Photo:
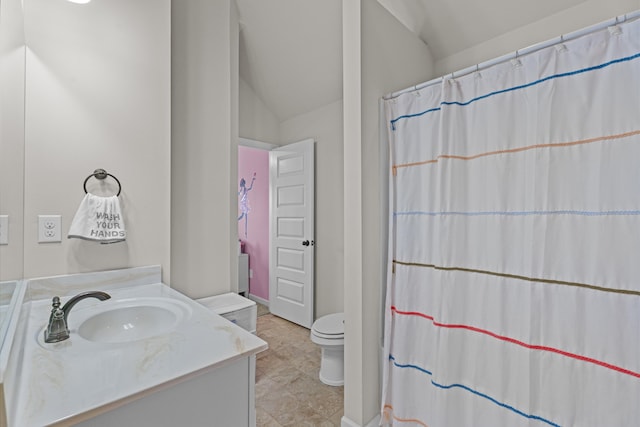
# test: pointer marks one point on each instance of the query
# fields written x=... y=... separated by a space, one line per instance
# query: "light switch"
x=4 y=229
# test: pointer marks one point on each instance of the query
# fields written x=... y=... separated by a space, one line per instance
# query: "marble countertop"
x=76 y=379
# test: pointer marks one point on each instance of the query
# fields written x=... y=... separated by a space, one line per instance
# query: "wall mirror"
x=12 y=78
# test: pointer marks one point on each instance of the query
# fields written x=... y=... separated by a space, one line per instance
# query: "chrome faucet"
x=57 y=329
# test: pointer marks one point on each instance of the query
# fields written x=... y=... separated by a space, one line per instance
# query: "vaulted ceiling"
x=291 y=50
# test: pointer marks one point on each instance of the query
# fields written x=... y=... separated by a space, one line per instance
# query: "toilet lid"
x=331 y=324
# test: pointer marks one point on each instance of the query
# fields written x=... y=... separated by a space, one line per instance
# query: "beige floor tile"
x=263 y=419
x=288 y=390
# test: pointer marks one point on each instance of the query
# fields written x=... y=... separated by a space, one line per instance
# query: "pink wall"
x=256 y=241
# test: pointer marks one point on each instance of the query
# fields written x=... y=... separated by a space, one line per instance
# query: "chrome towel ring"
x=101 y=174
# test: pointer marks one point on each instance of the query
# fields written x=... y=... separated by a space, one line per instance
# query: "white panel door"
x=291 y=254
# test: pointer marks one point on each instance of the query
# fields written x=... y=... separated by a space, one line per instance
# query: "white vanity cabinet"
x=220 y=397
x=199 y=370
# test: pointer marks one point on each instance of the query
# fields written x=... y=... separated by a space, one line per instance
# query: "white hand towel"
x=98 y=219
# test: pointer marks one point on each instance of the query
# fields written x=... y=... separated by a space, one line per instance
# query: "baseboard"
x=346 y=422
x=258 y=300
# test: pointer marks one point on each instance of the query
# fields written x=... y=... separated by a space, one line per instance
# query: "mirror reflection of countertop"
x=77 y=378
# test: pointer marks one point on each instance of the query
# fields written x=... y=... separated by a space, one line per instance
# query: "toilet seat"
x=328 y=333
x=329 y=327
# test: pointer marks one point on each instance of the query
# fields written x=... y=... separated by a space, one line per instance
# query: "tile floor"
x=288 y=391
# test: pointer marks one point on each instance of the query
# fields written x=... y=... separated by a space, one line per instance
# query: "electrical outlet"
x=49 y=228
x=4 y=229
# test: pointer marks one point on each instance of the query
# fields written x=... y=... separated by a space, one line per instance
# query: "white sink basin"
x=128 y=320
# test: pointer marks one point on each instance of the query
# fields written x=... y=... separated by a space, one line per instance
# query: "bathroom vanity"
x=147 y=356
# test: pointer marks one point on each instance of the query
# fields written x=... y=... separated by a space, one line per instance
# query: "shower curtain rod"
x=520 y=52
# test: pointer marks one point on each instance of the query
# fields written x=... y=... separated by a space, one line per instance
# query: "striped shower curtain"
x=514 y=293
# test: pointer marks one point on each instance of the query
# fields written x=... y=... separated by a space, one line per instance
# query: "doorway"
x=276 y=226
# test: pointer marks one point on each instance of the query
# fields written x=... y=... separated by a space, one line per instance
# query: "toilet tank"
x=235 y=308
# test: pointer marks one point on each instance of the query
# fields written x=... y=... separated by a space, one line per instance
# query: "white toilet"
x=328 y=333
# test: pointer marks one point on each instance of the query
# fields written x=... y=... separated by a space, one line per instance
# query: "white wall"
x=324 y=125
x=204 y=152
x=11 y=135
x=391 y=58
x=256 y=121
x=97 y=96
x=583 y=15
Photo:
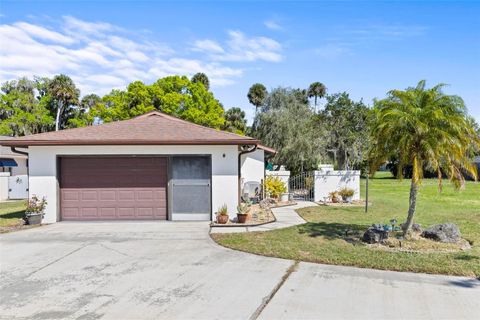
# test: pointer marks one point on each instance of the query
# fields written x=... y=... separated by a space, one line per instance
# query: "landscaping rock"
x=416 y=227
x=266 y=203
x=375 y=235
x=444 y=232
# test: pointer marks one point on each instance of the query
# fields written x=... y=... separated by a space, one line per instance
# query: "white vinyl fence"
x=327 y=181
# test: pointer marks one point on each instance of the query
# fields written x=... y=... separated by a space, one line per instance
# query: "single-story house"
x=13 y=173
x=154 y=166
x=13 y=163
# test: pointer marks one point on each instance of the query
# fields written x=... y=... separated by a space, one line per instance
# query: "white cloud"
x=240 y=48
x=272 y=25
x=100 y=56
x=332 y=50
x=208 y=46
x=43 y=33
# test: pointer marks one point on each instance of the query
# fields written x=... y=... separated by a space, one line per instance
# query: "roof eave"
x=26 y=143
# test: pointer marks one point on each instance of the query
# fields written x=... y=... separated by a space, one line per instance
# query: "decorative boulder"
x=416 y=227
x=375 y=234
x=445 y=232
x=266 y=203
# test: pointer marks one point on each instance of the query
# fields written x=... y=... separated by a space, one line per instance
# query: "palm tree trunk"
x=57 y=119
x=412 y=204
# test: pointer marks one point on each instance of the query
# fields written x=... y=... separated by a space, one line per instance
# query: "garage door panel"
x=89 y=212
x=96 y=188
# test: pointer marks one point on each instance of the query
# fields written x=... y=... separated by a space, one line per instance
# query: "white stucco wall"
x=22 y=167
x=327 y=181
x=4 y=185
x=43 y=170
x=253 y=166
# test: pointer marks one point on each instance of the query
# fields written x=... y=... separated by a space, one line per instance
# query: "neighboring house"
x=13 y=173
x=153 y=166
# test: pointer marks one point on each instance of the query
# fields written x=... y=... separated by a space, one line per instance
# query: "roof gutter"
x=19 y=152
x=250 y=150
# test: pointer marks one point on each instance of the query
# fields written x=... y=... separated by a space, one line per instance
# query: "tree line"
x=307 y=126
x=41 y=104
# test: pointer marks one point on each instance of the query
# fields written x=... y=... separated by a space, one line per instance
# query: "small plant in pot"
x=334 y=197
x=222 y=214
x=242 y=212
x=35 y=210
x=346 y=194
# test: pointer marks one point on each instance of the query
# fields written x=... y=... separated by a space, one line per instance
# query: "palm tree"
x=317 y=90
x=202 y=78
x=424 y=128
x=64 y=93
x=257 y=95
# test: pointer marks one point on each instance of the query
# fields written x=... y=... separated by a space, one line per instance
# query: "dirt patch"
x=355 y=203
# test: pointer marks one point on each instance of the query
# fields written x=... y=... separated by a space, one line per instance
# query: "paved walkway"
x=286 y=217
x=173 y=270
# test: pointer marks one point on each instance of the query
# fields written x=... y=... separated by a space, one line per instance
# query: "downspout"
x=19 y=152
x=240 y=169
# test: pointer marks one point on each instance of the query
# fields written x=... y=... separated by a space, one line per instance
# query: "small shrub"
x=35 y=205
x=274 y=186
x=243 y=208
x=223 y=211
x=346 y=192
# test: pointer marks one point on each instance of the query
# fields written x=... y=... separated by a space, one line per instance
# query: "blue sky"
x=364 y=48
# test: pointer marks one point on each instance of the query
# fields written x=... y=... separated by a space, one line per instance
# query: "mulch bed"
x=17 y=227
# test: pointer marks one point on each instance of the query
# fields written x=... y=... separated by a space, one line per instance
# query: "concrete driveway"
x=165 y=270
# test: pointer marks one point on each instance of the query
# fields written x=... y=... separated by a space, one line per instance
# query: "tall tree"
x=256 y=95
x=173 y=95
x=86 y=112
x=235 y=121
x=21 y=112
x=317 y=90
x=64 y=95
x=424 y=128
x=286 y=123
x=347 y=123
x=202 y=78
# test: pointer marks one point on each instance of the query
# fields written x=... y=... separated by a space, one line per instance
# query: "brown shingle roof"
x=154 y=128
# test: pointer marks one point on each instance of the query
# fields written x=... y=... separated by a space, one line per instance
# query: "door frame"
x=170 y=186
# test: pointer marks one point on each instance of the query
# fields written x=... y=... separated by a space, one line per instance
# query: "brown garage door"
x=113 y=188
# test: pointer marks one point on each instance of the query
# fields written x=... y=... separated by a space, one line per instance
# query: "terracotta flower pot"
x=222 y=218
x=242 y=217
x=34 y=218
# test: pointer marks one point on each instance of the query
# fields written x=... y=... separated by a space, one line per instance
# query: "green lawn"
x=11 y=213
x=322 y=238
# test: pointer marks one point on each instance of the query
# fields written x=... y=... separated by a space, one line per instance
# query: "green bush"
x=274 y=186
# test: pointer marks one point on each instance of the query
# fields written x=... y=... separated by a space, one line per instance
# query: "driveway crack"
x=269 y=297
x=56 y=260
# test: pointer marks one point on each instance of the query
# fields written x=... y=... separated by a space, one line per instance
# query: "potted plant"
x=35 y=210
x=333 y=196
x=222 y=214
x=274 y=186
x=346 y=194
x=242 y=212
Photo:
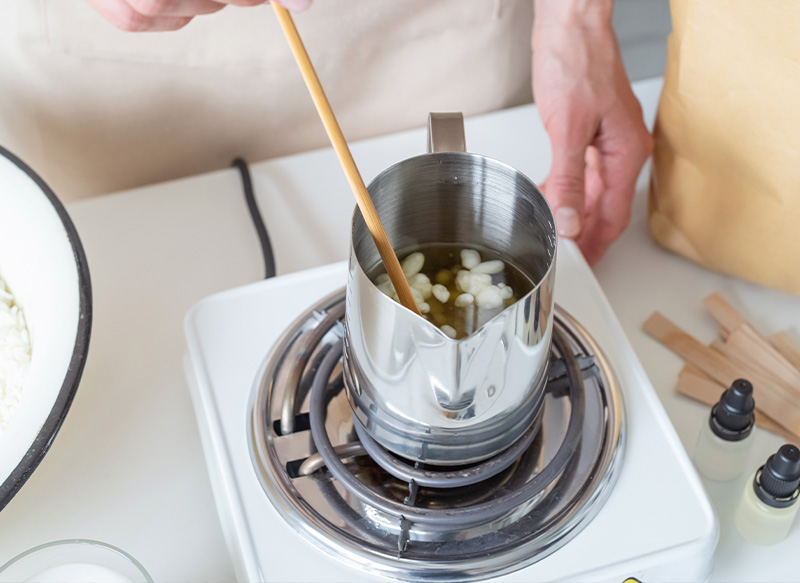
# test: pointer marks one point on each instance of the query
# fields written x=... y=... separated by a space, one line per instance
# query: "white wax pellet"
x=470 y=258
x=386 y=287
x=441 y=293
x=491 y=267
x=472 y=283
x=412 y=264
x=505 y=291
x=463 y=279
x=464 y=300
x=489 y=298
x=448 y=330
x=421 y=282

**PROBLEM TO SOLVE:**
Reproduce the records above from their first line down through the line that contains "x=291 y=254", with both ends included. Leave the pictures out.

**SOLUTION:**
Photo:
# test: pointer marks one point on each instance of the query
# fields written x=... y=... separated by a space, one line per instance
# query: "light switch"
x=4 y=229
# test: pointer marks one point on each instance of the query
# fields written x=... y=... separated by a space, one line per instance
# query: "marble countertop"
x=76 y=379
# test: pointer marks one point on each instance of the query
# fields written x=... y=... separated by a space, one line per instance
# query: "wall mirror"
x=12 y=78
# test: pointer marks one point on each instance of the query
# fields written x=... y=... separated by a space, one line per instance
# query: "chrome faucet"
x=57 y=329
# test: pointer marks one point on each instance of the query
# fields written x=... y=... separated by a space, one line per instance
# query: "vaulted ceiling"
x=291 y=50
# test: pointer marks one point on each instance of the query
# fields written x=... y=... separated by a space, one line per instance
# query: "toilet lid"
x=331 y=324
# test: pointer marks one point on each instance of the query
# fields written x=... y=... separated by a space, one line per instance
# query: "beige floor tile"
x=263 y=419
x=288 y=390
# test: pointer marks one point on each instance of the query
# fields written x=... y=... separated by a space, one line per instance
# query: "pink wall"
x=256 y=241
# test: pointer marks one point on each instance of the query
# fields written x=... y=... separated by a space, one line per instance
# query: "chrome towel ring"
x=101 y=174
# test: pointer marks one point on each instance of the query
# fields written x=... y=... separated by a space, one line per instance
# query: "white panel door"
x=291 y=254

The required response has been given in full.